# Task prompt
The required output is all lines below that contain the word "twig".

(Records from a dataset)
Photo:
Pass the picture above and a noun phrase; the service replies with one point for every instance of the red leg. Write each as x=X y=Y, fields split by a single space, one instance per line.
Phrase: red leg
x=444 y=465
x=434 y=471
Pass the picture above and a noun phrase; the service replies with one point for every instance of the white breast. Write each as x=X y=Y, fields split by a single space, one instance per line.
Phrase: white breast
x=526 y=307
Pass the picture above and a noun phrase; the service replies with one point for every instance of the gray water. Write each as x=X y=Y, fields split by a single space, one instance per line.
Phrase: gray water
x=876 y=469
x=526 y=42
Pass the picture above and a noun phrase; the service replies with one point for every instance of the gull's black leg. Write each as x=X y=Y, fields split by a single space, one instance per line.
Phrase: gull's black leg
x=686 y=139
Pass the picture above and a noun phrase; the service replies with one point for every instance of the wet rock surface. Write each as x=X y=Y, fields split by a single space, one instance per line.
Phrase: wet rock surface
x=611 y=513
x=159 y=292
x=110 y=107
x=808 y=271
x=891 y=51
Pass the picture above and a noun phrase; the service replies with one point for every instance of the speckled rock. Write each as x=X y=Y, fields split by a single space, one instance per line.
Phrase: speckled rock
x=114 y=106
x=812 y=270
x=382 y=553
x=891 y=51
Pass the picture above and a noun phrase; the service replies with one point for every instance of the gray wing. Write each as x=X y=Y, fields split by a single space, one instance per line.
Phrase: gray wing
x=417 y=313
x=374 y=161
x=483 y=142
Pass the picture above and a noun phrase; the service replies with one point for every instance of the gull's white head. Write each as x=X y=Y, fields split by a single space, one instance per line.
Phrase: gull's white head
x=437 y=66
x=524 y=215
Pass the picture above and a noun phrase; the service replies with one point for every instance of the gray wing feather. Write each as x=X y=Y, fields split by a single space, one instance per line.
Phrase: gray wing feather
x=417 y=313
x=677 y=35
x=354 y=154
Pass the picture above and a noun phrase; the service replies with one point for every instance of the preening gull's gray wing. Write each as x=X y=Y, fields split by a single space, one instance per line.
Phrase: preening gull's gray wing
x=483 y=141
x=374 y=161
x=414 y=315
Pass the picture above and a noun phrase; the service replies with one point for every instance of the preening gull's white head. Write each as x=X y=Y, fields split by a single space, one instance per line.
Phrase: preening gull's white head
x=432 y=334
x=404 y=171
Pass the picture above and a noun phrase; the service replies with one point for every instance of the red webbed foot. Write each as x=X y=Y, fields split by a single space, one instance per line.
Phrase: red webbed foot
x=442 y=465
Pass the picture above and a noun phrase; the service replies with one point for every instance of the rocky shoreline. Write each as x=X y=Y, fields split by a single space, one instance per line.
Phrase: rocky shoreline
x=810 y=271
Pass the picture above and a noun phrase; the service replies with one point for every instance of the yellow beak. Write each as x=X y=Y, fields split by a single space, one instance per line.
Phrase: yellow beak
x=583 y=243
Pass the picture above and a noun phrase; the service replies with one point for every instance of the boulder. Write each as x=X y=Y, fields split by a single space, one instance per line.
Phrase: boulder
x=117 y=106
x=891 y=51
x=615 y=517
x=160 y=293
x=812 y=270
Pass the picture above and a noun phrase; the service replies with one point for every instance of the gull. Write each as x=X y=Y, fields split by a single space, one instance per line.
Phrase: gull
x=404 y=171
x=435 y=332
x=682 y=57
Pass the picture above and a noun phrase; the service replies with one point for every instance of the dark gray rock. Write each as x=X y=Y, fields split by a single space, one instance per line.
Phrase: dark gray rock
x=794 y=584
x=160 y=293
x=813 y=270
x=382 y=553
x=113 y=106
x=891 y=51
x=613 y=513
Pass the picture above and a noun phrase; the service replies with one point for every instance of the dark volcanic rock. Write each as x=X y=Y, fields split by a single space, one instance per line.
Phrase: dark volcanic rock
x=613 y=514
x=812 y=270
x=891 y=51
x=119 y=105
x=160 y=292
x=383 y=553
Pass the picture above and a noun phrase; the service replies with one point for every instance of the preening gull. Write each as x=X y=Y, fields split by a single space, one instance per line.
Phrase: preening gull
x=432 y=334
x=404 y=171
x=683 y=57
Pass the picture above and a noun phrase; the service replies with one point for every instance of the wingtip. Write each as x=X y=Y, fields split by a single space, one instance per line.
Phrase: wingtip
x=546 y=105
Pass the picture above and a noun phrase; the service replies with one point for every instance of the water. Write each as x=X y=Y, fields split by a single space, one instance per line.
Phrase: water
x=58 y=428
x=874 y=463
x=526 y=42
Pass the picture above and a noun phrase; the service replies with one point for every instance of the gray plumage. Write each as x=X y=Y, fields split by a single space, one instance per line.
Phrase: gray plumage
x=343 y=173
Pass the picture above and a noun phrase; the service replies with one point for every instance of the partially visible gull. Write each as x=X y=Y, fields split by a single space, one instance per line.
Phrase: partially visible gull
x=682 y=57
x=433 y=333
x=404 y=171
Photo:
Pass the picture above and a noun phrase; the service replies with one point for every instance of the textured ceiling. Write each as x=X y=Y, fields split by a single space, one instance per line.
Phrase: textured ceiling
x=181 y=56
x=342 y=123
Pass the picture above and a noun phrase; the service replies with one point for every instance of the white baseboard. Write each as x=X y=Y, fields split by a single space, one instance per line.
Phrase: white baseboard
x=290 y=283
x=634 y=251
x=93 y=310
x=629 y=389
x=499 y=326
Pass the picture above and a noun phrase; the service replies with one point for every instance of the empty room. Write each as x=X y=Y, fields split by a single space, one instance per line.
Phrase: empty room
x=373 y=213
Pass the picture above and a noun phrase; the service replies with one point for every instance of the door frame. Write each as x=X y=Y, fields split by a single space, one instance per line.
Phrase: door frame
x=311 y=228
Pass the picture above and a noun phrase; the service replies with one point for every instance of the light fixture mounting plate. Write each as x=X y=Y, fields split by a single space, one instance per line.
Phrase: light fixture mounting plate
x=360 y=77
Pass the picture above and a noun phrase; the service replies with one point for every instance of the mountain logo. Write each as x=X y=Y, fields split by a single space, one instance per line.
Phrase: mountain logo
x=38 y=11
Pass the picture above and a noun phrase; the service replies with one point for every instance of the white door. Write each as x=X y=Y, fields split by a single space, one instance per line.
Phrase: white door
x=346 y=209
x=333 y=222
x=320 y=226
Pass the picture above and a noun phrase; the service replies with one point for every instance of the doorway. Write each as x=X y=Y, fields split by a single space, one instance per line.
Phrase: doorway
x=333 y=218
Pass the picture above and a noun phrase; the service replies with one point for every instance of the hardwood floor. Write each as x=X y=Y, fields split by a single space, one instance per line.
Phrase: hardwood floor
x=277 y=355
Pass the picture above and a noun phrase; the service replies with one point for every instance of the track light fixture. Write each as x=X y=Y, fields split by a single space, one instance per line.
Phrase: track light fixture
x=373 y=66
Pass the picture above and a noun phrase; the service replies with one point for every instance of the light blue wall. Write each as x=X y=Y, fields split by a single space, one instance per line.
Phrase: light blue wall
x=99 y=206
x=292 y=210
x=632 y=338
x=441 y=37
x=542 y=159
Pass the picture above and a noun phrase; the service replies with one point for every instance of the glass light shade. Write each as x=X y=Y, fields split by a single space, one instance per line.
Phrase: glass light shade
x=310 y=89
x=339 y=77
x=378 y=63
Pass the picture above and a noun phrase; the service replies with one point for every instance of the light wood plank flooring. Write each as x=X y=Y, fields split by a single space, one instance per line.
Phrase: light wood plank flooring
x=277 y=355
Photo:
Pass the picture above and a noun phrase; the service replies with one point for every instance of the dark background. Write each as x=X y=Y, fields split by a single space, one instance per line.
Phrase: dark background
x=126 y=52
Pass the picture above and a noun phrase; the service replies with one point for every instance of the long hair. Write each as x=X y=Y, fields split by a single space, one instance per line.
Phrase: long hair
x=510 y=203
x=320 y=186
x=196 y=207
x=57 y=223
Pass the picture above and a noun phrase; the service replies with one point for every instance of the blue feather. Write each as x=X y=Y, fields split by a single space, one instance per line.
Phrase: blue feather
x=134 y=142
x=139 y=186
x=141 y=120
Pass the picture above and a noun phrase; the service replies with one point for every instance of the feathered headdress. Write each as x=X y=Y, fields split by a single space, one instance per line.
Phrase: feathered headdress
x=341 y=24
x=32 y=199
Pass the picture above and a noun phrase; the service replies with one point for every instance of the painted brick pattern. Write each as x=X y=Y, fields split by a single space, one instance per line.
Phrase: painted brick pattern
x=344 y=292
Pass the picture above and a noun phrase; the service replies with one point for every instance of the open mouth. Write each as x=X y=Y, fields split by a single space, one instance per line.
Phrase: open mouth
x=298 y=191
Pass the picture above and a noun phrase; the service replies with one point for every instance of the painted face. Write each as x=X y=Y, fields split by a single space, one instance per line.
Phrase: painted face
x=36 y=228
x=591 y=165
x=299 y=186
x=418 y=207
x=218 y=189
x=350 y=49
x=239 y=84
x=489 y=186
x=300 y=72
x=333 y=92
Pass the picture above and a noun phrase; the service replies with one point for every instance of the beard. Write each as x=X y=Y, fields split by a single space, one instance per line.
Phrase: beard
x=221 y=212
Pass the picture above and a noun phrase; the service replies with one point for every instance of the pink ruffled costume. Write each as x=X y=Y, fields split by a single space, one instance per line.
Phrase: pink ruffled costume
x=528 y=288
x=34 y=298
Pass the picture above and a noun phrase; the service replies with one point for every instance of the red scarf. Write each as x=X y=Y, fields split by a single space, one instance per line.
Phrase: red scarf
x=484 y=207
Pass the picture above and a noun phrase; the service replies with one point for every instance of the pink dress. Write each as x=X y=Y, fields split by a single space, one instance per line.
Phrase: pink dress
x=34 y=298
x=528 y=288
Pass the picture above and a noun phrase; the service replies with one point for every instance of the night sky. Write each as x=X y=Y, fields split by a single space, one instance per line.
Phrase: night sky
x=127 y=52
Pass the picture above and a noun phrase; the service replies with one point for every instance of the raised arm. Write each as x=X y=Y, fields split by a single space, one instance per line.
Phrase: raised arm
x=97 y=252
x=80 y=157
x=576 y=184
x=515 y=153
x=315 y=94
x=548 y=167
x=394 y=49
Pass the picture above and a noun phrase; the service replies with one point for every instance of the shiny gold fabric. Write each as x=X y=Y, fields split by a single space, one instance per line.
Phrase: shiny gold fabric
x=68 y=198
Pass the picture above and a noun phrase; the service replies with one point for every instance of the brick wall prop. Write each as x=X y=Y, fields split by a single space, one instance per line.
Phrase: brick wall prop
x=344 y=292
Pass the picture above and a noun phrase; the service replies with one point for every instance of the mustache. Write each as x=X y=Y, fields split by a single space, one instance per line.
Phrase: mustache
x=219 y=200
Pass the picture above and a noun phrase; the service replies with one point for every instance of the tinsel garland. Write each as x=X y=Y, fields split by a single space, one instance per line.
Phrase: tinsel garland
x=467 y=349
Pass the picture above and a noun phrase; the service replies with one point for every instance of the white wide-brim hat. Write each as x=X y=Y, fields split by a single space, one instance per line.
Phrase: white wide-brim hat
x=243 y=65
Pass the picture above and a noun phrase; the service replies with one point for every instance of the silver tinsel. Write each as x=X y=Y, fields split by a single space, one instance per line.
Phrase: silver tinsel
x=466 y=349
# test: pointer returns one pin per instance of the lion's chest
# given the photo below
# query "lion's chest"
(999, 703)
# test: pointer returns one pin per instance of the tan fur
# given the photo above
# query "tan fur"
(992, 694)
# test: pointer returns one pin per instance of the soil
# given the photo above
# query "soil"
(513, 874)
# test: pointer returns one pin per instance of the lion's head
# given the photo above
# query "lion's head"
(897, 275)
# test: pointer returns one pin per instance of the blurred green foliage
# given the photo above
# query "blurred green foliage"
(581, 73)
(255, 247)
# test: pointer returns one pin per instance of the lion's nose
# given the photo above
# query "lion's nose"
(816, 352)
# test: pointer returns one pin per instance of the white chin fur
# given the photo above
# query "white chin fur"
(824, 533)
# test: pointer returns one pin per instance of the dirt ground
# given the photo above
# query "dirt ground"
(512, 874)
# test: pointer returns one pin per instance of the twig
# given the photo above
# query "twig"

# Finished task
# test: pointer returns one pin per instance of the twig
# query "twig"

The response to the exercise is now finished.